Task objective: Please find every line in the records below that contains the word "Class" and copy each of those lines in full.

++++ Information supplied

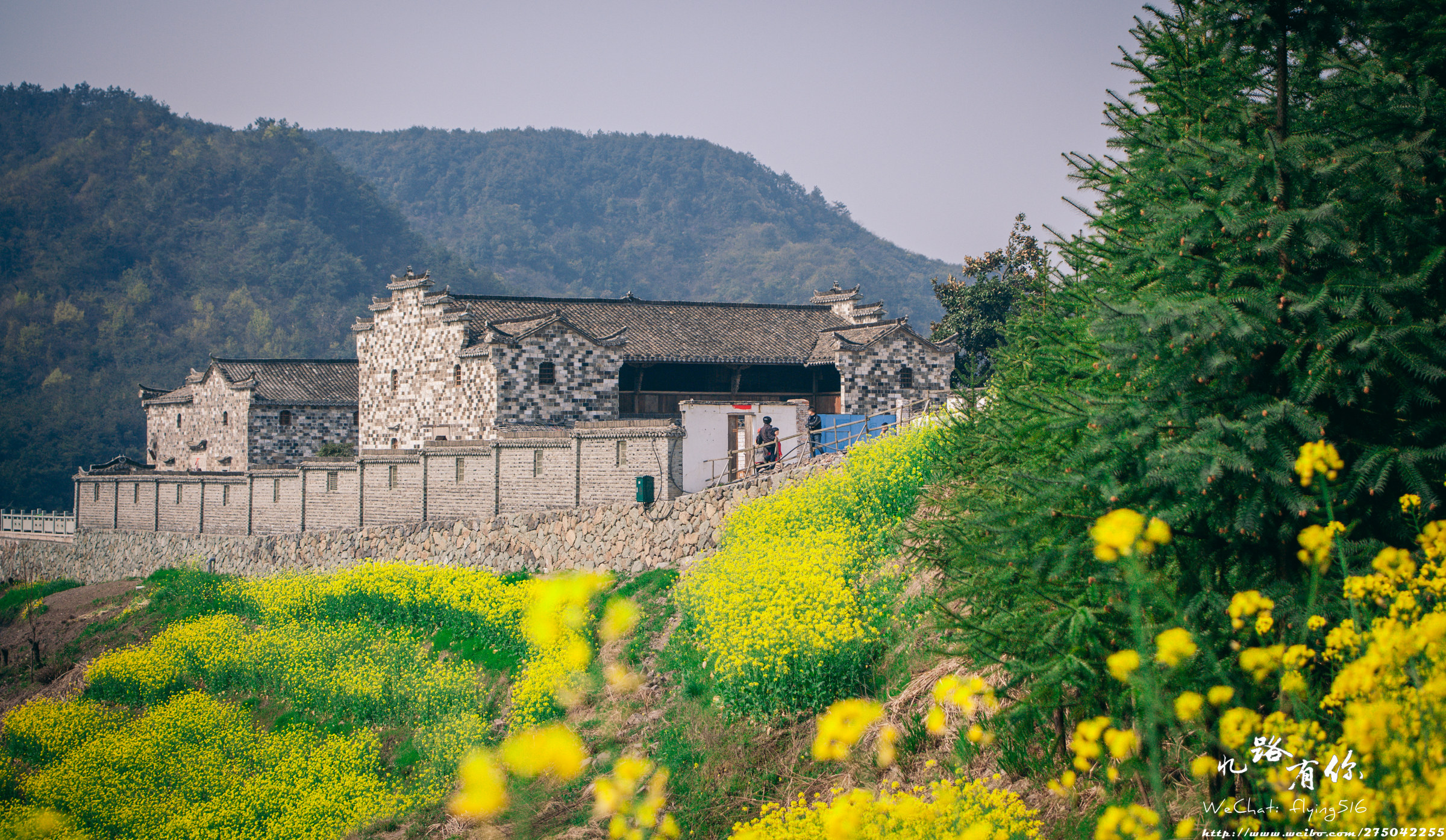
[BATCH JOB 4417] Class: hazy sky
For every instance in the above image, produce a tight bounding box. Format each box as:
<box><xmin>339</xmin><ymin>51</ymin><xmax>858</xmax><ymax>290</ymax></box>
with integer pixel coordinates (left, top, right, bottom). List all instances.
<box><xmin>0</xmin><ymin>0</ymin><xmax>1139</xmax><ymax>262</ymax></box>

++++++++
++++ Information supplied

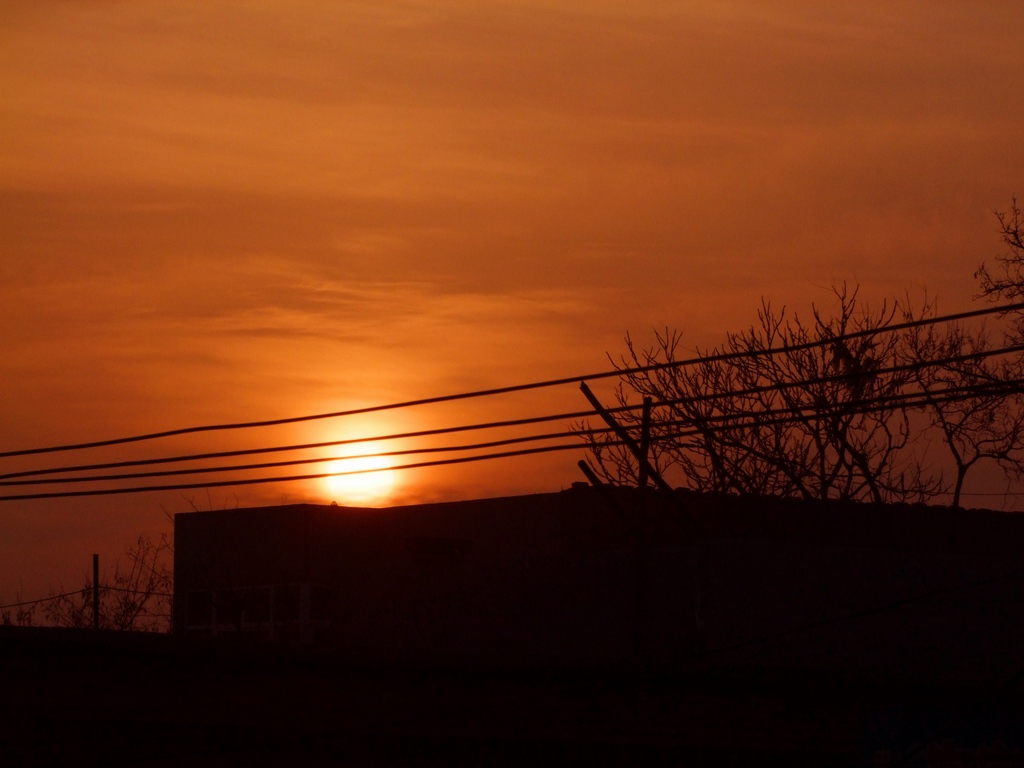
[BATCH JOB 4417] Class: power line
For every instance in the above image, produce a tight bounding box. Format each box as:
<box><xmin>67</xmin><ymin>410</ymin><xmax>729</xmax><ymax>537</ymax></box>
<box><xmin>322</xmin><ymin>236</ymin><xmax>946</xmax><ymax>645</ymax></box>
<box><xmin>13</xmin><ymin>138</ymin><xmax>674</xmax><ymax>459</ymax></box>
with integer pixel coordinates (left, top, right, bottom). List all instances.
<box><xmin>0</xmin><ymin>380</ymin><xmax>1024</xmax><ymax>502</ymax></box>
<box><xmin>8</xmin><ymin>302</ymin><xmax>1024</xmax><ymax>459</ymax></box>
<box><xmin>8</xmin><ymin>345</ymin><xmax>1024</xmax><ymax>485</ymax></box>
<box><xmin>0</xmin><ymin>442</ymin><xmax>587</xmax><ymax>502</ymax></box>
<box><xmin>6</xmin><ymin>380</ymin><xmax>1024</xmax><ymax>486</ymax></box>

++++++++
++++ Information supplied

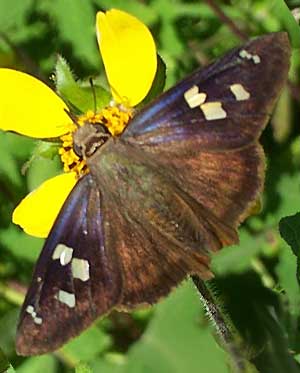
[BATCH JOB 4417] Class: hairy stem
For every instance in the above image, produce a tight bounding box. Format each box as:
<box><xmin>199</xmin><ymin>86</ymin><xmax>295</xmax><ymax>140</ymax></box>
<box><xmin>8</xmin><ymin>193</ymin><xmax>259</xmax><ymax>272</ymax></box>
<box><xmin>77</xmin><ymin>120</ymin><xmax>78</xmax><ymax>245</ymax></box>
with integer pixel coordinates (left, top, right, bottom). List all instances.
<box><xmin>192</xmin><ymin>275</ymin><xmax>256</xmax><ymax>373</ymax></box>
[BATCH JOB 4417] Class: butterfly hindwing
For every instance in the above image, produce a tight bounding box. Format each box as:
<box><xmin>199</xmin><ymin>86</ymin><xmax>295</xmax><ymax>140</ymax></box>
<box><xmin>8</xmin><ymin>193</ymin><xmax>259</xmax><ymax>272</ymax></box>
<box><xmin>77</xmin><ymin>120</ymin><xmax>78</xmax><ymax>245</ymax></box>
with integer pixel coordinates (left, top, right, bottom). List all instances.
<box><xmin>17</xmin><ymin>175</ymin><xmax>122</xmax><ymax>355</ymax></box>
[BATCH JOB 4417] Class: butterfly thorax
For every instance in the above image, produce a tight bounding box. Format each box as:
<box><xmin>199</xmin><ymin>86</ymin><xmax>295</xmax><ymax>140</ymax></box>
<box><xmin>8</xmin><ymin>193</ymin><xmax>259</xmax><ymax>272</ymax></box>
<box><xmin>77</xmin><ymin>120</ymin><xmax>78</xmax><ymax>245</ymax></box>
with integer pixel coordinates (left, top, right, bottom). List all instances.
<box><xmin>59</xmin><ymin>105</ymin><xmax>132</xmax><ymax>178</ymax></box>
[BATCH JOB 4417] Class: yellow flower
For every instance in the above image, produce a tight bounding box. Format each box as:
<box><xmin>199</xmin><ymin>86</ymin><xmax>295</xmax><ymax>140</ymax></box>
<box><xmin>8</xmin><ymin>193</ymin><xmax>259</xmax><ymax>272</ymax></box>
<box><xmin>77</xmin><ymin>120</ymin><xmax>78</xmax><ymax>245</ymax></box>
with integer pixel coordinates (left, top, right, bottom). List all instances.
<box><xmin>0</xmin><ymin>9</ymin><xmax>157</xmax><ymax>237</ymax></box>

++++++++

Final result:
[BATCH JOB 4417] Class: hazy sky
[BATCH JOB 4417] Class: power line
[BATCH JOB 4417] Class: hairy stem
[BATCH JOB 4417] Class: butterfly hindwing
[BATCH JOB 4417] Class: butterfly thorax
[BATCH JOB 4417] Class: yellow flower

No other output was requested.